## Description of the task
Skip the pictures. Transcribe the rest of the data below without changing a word.

──────── Information shown ────────

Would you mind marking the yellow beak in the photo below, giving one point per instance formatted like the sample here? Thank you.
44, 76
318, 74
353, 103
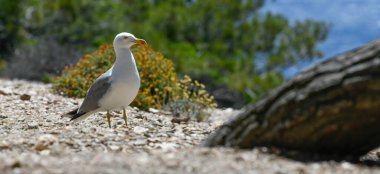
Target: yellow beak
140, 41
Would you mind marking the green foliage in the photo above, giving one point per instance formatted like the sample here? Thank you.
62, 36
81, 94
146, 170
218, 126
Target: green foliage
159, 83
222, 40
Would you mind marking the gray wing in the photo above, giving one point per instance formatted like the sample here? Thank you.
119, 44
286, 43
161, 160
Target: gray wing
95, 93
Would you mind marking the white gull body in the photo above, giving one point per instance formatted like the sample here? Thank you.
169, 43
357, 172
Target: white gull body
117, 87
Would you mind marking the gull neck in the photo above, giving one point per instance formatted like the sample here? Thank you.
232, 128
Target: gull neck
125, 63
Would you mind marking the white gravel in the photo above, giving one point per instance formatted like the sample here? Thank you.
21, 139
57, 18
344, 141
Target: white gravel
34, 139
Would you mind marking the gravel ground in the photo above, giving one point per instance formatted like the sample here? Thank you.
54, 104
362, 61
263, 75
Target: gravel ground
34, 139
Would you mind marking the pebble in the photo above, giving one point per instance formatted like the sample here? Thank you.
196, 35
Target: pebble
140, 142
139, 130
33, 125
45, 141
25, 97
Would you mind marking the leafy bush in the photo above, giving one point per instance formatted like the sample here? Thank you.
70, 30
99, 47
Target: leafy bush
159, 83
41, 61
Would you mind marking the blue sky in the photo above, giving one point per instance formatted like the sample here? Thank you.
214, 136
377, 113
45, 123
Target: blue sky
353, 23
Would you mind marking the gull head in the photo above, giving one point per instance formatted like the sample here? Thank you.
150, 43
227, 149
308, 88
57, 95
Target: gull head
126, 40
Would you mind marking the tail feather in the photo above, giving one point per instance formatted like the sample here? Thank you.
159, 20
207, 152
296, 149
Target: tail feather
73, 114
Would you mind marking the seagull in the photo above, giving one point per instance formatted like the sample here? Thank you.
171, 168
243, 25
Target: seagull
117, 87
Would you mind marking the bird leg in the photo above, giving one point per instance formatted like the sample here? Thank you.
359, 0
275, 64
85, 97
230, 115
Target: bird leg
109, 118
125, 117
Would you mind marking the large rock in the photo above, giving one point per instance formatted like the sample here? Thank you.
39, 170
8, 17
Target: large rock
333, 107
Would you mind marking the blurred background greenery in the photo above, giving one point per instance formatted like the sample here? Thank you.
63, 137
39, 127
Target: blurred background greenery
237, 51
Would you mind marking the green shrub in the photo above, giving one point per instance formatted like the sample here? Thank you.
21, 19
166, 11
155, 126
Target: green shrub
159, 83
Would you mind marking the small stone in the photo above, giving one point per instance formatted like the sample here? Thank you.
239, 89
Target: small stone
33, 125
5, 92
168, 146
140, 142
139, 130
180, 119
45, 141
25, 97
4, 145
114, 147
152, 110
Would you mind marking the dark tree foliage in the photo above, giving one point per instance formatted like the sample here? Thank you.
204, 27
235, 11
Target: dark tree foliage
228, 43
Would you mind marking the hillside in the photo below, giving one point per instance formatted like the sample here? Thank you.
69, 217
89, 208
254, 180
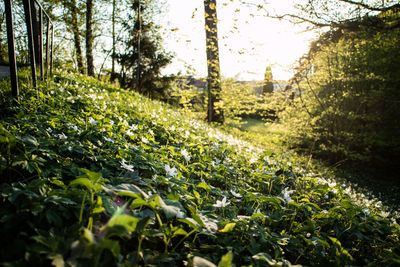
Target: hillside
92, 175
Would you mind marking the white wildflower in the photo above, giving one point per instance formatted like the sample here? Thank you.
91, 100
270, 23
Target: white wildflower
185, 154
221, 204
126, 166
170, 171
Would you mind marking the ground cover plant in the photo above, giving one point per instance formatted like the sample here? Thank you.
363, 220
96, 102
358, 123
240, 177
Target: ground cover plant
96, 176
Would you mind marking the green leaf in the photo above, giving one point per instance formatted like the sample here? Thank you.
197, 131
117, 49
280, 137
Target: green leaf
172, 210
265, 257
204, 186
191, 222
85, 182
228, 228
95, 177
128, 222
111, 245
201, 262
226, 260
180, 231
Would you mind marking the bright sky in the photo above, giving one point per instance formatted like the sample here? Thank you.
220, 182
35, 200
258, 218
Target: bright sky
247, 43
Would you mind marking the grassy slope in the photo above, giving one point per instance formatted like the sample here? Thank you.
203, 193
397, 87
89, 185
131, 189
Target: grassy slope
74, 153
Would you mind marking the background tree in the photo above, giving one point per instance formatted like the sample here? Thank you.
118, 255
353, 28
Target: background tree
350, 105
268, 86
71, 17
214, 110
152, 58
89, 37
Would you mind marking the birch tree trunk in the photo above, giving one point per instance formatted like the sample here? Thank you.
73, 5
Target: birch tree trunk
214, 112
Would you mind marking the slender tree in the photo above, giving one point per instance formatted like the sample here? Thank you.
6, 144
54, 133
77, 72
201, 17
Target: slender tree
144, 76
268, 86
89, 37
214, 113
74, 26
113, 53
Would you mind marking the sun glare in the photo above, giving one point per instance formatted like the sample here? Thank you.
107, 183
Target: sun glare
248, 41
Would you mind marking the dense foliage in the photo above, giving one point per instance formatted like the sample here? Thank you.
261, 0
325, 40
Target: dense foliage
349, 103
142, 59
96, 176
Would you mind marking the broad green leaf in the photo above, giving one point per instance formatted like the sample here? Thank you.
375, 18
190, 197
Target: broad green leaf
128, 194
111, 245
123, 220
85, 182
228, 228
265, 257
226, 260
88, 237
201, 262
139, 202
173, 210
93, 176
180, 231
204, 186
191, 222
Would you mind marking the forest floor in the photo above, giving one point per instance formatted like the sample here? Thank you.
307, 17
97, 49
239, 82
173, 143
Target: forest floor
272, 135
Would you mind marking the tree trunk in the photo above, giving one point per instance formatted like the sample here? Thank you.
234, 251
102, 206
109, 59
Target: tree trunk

────────

## Task solution
Would you mind marking the yellow beak in the photo below, giving one point per instance formatted like the sample here? Thank you.
44, 76
318, 74
353, 103
Target: yellow beak
140, 41
Would you mind marking the green foliage in the photo above, giving one point per instance formatted like the sample here? Thank you.
62, 36
81, 94
146, 170
218, 126
Target: green foliage
159, 83
222, 40
Would you mind marking the gray wing in the photo above, giving one point per instance formatted like the sample here? Thank you.
119, 44
286, 43
161, 160
Target: gray wing
95, 93
Would you mind marking the white gull body in the photo above, giving one point per instance formatted like the sample here? Thank you.
169, 43
357, 172
Target: white gull body
117, 87
Would you mind marking the gull neck in the photo above, giving one point per instance formatted like the sample here? Thank you.
232, 128
Target: gull neck
125, 63
Would you mind marking the white gravel in the photo above, giving one point per instance formatted like the sample here? Thank you.
21, 139
57, 18
344, 141
Target: white gravel
34, 139
Would you mind marking the gravel ground in the photo above, giving one point per instance formatted like the sample here? Thank you.
54, 104
362, 61
263, 75
Target: gravel ground
34, 139
Would you mind marking the pebble in the photo above, giving one point per instance formatted like the sample here? Thank you.
196, 35
Target: pebble
140, 142
139, 130
33, 125
45, 141
25, 97
Would you mind marking the leafy bush in the photo above, giving one point per instance formatted like the sample here? Thank you.
70, 30
99, 47
Target: leafy bush
159, 83
41, 61
Would you mind marking the blue sky in the photo above, giving one point per instance formatted like the sample here? Thank you.
214, 136
377, 113
45, 123
Target: blue sky
353, 23
Would you mind marking the gull head in the photo above, giving one point per instance formatted like the sample here? Thank you.
150, 43
227, 149
308, 88
57, 95
Target: gull head
126, 40
Would you mind marking the tail feather in the photo above, giving one point per instance formatted like the sample here? Thank you.
159, 20
207, 152
296, 149
Target: tail feather
73, 114
Would you mind marking the seagull in the photo above, giving one point per instance formatted like the sample here? Thank you.
171, 168
243, 25
Target: seagull
117, 87
Would you mind marking the bird leg in the photo above, giving one point per instance formatted like the sample here? Thank you.
359, 0
275, 64
85, 97
230, 115
Target: bird leg
109, 118
125, 117
Would you mind marking the large rock in the photo above, giving one point per instance formatted like the sample here? Thank you.
39, 170
8, 17
Target: large rock
333, 107
Would you mind marking the blurred background greenery in the photo above, giving one point per instance formatted like the sample here? Thank you.
63, 137
39, 127
Target: blurred background greenery
237, 51
Would you mind marking the green shrub in the photo above, giving one point per instance formatted like the sample here? Thank you.
21, 19
166, 11
155, 126
Target: green shrub
159, 83
Would you mind marking the small stone in the photo above, giving one point per instance formatted like the sample here? Thank you.
239, 89
Target: small stone
33, 125
5, 92
168, 146
140, 142
139, 130
180, 119
45, 141
25, 97
4, 145
114, 147
152, 110
Would you mind marking the dark tree foliage in the photo above, giving one point per instance formatted like the sample here? Thank you.
204, 27
235, 11
Target: dark tree foliage
228, 43
Would you mind marking the hillside in the photo below, giving one point per instance formatted like the sample here? Thank you.
69, 217
89, 208
254, 180
Target: hillside
92, 175
Would you mind marking the white wildflower in the photo above, giving one point per instance formatted like the sample here? Thank you.
91, 100
270, 23
Target: white wildflower
185, 154
221, 204
126, 166
170, 171
Would you mind marking the ground cover plant in the photo above, giving one point per instance formatted like the sample here? Thank you.
363, 220
96, 102
358, 123
240, 177
Target: ground cover plant
96, 176
Would you mind marking the green leaf in the photo above, giving one point per instance formatted like the sample here? Thank you.
197, 131
117, 49
280, 137
Target: green leaf
172, 210
265, 257
204, 186
191, 222
85, 182
228, 228
95, 177
128, 222
111, 245
201, 262
226, 260
180, 231
Would you mind marking the bright sky in the photo above, giving one point per instance formatted like the sample here? Thank you.
220, 182
35, 200
258, 218
Target: bright sky
247, 43
Would you mind marking the grassy slope in the photo above, giving one point per instance formatted like the sample here? Thank you.
203, 193
397, 87
89, 185
131, 189
Target: grassy slope
74, 153
Would you mind marking the background tree in the photo above, giving one point per instance formatted like the sample here? Thank you.
118, 255
353, 28
Target: background tree
350, 105
268, 86
71, 17
214, 110
152, 58
89, 37
Would you mind marking the birch tree trunk in the photo above, giving one point per instance formatted like the sample here? Thank you.
73, 5
Target: birch tree trunk
214, 112
Would you mind marking the slender tree in the photo above, giving one point per instance formatted like the sample here? Thank you.
6, 144
54, 133
77, 72
201, 17
Target: slender tree
144, 76
268, 86
89, 37
214, 113
74, 26
113, 53
Would you mind marking the sun glare in the photo above, giving one point per instance formatted like the sample here? Thank you.
107, 183
Target: sun glare
248, 41
Would you mind marking the dense foliage in the photo above, giving one point per instance formatted like the sample here? Thank you.
261, 0
325, 40
Target: dense foliage
349, 103
142, 59
96, 176
Would you mind marking the broad green leaf in the photo above, giving one point per instance formatted like the sample here? Thank you.
375, 18
190, 197
Target: broad green leaf
128, 194
111, 245
123, 220
85, 182
228, 228
265, 257
226, 260
88, 237
201, 262
139, 202
173, 210
93, 176
180, 231
204, 186
191, 222
Would you mind marking the forest floor in the photo above, giving one point per instance formatted like the sample here? Thank you.
307, 17
97, 49
239, 82
173, 143
Target: forest floor
272, 135
Would you mind marking the tree trunk in the photo above, giving one point per instance formatted like the sample here? Thank you.
234, 251
102, 206
109, 59
Target: tree trunk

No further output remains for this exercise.